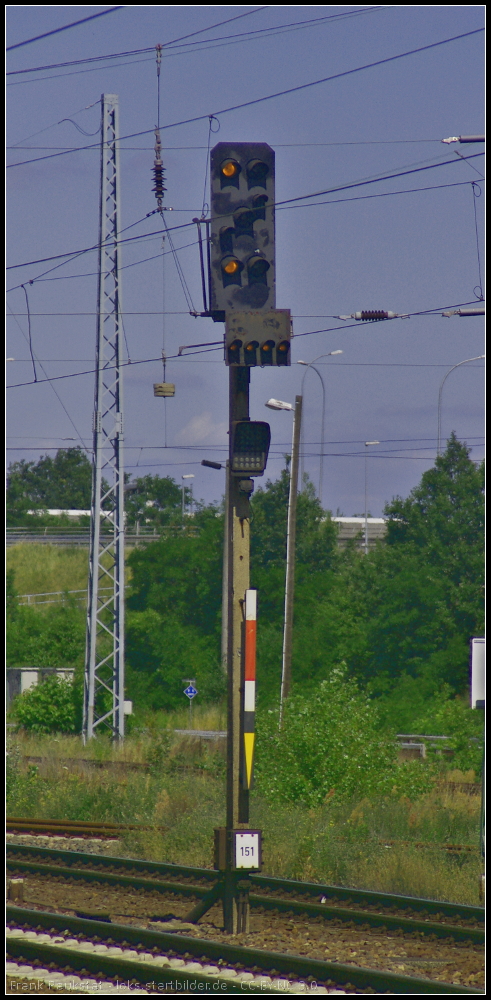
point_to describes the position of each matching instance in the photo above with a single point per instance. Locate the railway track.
(114, 831)
(125, 953)
(350, 906)
(73, 828)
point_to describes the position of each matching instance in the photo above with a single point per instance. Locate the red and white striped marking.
(250, 683)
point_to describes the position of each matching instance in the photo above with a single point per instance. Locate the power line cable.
(175, 42)
(336, 201)
(46, 129)
(219, 345)
(54, 390)
(30, 334)
(475, 187)
(281, 93)
(65, 27)
(278, 204)
(375, 180)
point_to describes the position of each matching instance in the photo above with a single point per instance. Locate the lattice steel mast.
(104, 661)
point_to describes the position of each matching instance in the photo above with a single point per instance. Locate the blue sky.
(369, 247)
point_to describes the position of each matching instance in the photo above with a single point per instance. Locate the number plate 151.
(248, 849)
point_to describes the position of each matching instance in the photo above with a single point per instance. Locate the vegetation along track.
(132, 953)
(358, 907)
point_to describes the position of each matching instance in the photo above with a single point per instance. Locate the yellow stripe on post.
(249, 756)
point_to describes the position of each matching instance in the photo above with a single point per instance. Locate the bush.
(453, 717)
(331, 744)
(50, 707)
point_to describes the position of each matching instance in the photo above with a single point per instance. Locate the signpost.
(191, 691)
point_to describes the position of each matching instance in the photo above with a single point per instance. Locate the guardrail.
(73, 536)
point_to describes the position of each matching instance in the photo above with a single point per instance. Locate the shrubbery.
(50, 707)
(331, 744)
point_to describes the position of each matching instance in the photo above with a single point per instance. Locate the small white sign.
(247, 850)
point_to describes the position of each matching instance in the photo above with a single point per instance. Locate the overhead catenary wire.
(54, 390)
(281, 93)
(65, 27)
(175, 42)
(278, 204)
(145, 260)
(209, 348)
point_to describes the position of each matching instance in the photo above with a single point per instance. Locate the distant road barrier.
(73, 536)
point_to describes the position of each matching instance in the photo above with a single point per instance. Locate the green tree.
(330, 743)
(51, 638)
(154, 500)
(180, 576)
(419, 598)
(49, 707)
(63, 482)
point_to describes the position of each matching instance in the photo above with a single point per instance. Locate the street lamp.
(439, 434)
(367, 445)
(189, 475)
(310, 364)
(286, 668)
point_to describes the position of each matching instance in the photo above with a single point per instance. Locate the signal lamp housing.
(242, 228)
(229, 173)
(258, 339)
(249, 447)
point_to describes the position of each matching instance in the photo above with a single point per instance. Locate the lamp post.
(439, 432)
(310, 364)
(189, 475)
(286, 667)
(367, 445)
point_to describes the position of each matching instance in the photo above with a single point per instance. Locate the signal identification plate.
(247, 849)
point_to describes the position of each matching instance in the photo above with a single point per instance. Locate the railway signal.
(258, 339)
(242, 238)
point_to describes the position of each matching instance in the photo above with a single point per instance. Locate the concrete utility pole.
(235, 903)
(291, 534)
(104, 662)
(242, 295)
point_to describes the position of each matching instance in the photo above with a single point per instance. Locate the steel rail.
(73, 828)
(458, 911)
(363, 917)
(259, 959)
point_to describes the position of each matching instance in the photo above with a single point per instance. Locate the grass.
(47, 569)
(345, 842)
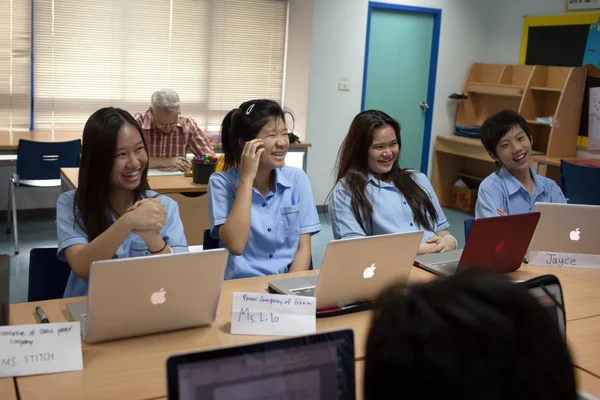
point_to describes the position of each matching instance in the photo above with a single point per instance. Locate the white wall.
(337, 51)
(298, 62)
(505, 33)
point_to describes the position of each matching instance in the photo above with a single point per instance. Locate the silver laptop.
(143, 295)
(356, 270)
(566, 236)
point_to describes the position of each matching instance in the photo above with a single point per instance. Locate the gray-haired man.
(169, 134)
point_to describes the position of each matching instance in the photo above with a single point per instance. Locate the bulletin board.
(569, 40)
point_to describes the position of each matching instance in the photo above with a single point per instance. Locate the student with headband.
(261, 210)
(374, 196)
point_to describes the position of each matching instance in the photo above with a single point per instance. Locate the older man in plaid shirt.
(169, 134)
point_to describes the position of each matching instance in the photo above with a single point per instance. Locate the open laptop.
(567, 236)
(355, 270)
(143, 295)
(497, 243)
(319, 366)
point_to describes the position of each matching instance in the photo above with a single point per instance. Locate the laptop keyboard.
(306, 292)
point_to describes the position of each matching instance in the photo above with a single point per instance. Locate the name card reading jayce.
(40, 349)
(565, 260)
(272, 314)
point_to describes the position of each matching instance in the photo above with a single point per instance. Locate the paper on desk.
(158, 172)
(272, 314)
(40, 349)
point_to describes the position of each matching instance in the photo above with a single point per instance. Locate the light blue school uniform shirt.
(70, 233)
(276, 220)
(502, 190)
(391, 212)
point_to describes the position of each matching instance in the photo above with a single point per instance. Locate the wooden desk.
(550, 166)
(160, 184)
(135, 368)
(580, 288)
(9, 141)
(587, 382)
(456, 157)
(584, 341)
(7, 389)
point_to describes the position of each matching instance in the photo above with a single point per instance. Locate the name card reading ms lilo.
(565, 260)
(272, 314)
(40, 349)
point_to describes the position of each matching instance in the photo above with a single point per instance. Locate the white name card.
(40, 349)
(566, 260)
(272, 314)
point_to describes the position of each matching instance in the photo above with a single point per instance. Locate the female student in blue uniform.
(262, 211)
(113, 213)
(374, 196)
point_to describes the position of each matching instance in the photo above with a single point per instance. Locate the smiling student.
(113, 213)
(515, 188)
(374, 196)
(262, 211)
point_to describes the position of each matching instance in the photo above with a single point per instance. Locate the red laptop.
(497, 243)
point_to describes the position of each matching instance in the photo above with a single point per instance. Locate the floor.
(41, 232)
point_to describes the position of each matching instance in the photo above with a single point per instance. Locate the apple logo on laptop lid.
(158, 297)
(574, 235)
(369, 272)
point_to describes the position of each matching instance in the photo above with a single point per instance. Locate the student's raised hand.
(250, 159)
(149, 215)
(442, 244)
(176, 164)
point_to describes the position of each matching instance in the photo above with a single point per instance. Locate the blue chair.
(47, 275)
(38, 165)
(210, 243)
(580, 184)
(468, 225)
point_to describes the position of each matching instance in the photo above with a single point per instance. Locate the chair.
(38, 165)
(468, 225)
(47, 275)
(580, 184)
(212, 243)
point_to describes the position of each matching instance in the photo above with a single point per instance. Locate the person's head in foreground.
(474, 335)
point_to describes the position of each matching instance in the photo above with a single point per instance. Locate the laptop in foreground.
(319, 366)
(568, 235)
(497, 243)
(355, 270)
(143, 295)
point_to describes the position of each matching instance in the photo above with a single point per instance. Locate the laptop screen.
(313, 367)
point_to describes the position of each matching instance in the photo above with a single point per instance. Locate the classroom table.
(135, 368)
(583, 336)
(550, 166)
(7, 389)
(160, 184)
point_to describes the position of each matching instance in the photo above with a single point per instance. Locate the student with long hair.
(374, 196)
(262, 211)
(473, 336)
(113, 213)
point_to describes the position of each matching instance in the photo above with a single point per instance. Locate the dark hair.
(473, 336)
(353, 166)
(244, 123)
(495, 127)
(91, 207)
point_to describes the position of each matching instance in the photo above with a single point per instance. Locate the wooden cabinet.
(534, 91)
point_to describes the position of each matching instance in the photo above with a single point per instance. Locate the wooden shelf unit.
(531, 90)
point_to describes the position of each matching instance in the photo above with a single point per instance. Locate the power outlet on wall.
(344, 85)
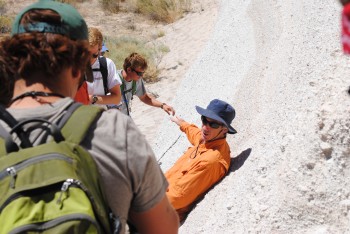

+ + + +

> [Written problem]:
Please count the lines in the entries above that contain the word "wooden", and reply with that number alone.

> [Exercise answer]:
3